◆ **DIRECTIONS**:
Beginning at the line that contains "Where can you see the wall", repeat every line of the listing exactly through the final one.

Start of RECORD EXCERPTS

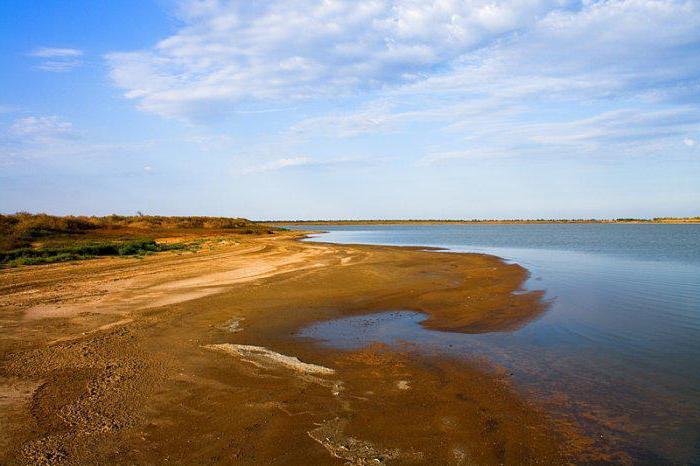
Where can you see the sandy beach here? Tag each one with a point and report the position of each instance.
(191, 357)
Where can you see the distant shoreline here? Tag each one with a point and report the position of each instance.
(439, 222)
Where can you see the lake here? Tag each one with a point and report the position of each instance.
(618, 350)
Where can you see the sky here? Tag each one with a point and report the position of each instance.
(328, 109)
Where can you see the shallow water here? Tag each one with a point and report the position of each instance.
(618, 350)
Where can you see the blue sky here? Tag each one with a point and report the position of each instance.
(351, 109)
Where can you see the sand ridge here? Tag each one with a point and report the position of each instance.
(124, 371)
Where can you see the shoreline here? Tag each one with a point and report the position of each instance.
(664, 221)
(122, 359)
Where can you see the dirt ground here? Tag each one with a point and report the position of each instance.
(191, 358)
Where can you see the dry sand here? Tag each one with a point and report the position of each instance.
(190, 358)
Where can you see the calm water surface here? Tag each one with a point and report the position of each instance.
(617, 352)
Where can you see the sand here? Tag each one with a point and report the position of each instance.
(192, 358)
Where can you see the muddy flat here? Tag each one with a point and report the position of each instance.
(194, 357)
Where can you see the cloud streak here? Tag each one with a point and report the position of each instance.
(57, 60)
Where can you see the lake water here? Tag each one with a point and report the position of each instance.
(618, 350)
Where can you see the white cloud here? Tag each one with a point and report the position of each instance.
(52, 136)
(41, 129)
(230, 51)
(57, 60)
(278, 164)
(53, 52)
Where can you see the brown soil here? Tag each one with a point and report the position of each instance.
(190, 358)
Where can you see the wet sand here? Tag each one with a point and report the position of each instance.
(192, 358)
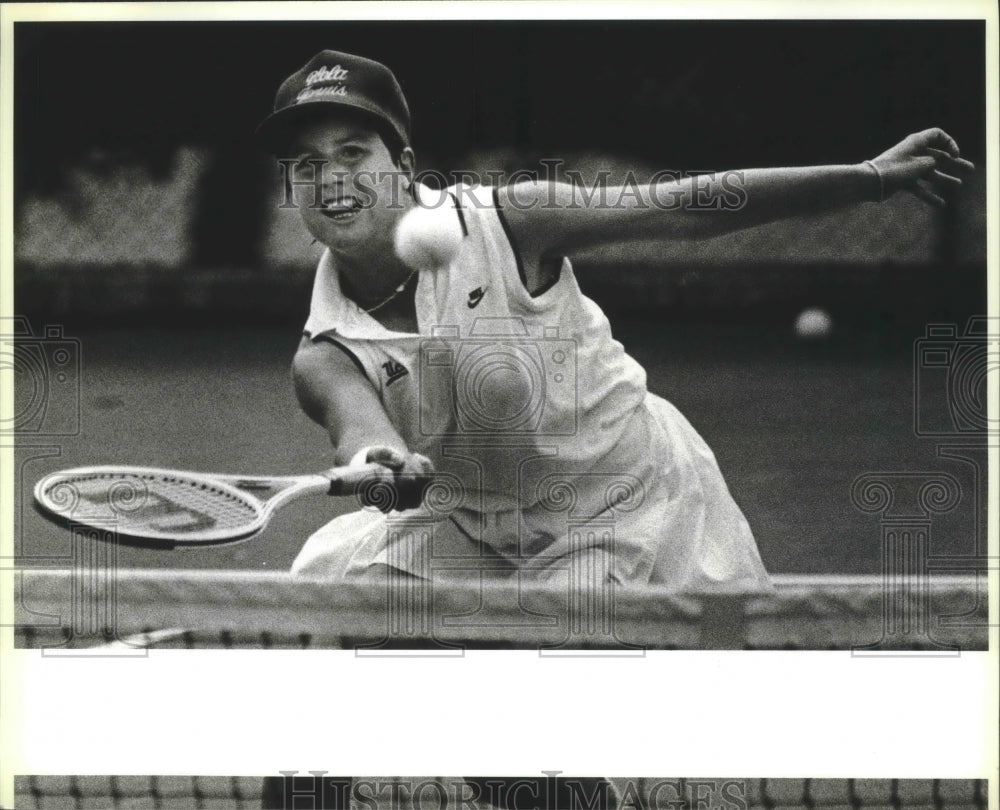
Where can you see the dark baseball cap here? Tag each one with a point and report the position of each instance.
(334, 80)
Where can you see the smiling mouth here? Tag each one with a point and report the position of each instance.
(341, 209)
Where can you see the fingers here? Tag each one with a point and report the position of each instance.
(406, 479)
(938, 137)
(924, 192)
(951, 162)
(947, 180)
(386, 456)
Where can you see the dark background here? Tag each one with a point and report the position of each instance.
(184, 360)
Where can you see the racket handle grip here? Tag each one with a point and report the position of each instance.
(346, 480)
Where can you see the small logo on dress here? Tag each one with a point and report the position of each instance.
(475, 297)
(394, 370)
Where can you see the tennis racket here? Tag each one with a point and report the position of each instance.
(173, 507)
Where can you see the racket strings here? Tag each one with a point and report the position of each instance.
(135, 501)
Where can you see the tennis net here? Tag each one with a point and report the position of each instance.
(438, 793)
(118, 608)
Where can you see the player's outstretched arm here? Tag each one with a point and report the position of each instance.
(334, 393)
(560, 217)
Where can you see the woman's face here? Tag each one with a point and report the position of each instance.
(346, 185)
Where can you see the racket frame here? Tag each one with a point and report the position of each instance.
(336, 481)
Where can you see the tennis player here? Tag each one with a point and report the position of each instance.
(493, 373)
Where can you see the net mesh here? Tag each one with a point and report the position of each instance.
(652, 793)
(107, 608)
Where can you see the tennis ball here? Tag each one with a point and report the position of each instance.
(428, 238)
(813, 323)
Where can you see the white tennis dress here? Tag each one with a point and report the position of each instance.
(546, 443)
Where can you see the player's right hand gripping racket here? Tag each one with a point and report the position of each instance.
(173, 507)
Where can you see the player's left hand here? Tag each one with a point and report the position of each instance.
(926, 163)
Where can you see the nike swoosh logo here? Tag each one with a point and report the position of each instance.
(475, 297)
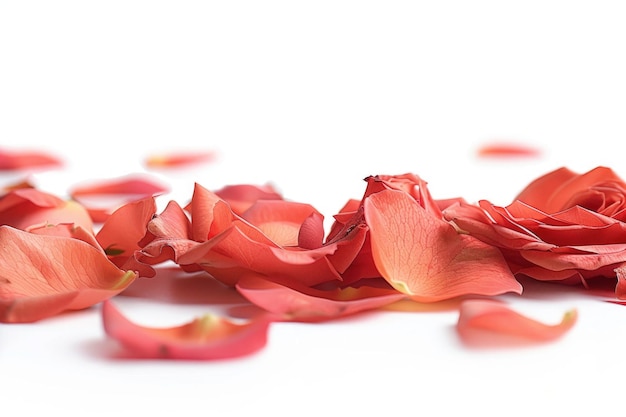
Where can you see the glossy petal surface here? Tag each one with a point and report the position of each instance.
(308, 304)
(27, 159)
(424, 257)
(491, 323)
(507, 150)
(178, 159)
(206, 338)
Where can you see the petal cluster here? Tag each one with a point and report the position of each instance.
(563, 226)
(395, 244)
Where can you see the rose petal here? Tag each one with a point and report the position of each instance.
(491, 323)
(126, 227)
(29, 207)
(242, 196)
(103, 197)
(16, 160)
(507, 150)
(426, 258)
(177, 160)
(206, 338)
(620, 288)
(41, 276)
(300, 303)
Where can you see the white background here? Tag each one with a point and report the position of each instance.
(313, 97)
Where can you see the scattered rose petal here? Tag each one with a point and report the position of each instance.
(19, 160)
(491, 323)
(24, 208)
(242, 196)
(43, 275)
(177, 160)
(309, 304)
(209, 337)
(507, 150)
(620, 288)
(103, 197)
(424, 257)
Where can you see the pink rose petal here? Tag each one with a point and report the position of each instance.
(205, 338)
(491, 323)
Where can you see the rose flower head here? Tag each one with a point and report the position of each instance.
(563, 226)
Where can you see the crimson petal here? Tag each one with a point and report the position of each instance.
(491, 323)
(205, 338)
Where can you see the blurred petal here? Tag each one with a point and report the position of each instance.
(29, 207)
(281, 221)
(18, 160)
(620, 289)
(126, 227)
(206, 338)
(41, 276)
(300, 303)
(103, 197)
(507, 150)
(177, 160)
(424, 257)
(490, 323)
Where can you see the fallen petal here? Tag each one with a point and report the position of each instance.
(101, 198)
(177, 160)
(491, 323)
(205, 338)
(425, 258)
(507, 150)
(300, 303)
(17, 160)
(43, 275)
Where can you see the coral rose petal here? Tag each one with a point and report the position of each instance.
(41, 275)
(241, 196)
(127, 185)
(206, 338)
(178, 159)
(491, 323)
(300, 303)
(29, 207)
(424, 257)
(507, 150)
(18, 160)
(125, 228)
(103, 197)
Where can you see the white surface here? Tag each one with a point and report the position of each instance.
(313, 97)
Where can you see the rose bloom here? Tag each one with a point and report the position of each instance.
(563, 226)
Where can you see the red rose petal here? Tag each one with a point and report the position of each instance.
(507, 150)
(309, 304)
(103, 197)
(206, 338)
(491, 323)
(17, 160)
(177, 160)
(424, 257)
(42, 275)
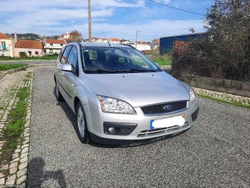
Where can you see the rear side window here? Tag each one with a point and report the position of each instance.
(65, 55)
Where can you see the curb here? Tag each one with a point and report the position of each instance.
(4, 73)
(224, 96)
(18, 165)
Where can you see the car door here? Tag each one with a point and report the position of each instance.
(61, 74)
(70, 78)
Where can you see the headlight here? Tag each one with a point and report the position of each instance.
(192, 95)
(112, 105)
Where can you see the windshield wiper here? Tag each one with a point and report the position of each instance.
(99, 71)
(140, 70)
(117, 71)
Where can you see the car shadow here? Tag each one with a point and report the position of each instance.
(71, 116)
(37, 175)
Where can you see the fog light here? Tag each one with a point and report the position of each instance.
(111, 130)
(118, 128)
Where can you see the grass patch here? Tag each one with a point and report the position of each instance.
(15, 126)
(162, 60)
(46, 57)
(226, 102)
(5, 67)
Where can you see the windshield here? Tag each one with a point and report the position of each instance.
(115, 60)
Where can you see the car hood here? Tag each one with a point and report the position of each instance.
(138, 89)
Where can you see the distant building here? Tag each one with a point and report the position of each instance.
(6, 45)
(53, 46)
(167, 43)
(29, 47)
(97, 39)
(115, 40)
(124, 41)
(71, 35)
(142, 46)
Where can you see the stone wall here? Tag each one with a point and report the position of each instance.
(220, 85)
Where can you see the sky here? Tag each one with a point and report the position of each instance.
(115, 18)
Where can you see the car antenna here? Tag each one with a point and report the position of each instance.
(106, 38)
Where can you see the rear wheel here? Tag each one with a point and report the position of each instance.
(59, 96)
(82, 130)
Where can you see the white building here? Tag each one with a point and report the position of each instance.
(6, 45)
(53, 46)
(142, 46)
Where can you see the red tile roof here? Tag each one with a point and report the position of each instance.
(115, 39)
(3, 36)
(54, 41)
(32, 44)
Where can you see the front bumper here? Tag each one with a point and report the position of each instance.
(97, 119)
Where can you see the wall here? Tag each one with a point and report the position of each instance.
(222, 85)
(17, 50)
(142, 47)
(167, 43)
(9, 47)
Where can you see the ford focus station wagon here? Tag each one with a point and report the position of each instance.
(120, 96)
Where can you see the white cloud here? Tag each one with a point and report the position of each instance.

End of RECORD EXCERPTS

◆ **ANSWER BOX**:
Where can you see the wall here? Tag each one with a point and report the position of each instance.
(222, 85)
(17, 50)
(142, 47)
(167, 43)
(9, 47)
Where can you see the ford focus station wagon here? Tag each one with a point and report the position of each instance.
(120, 96)
Where can you see the white cloud here? Tag each one with a point and report the position of each instance.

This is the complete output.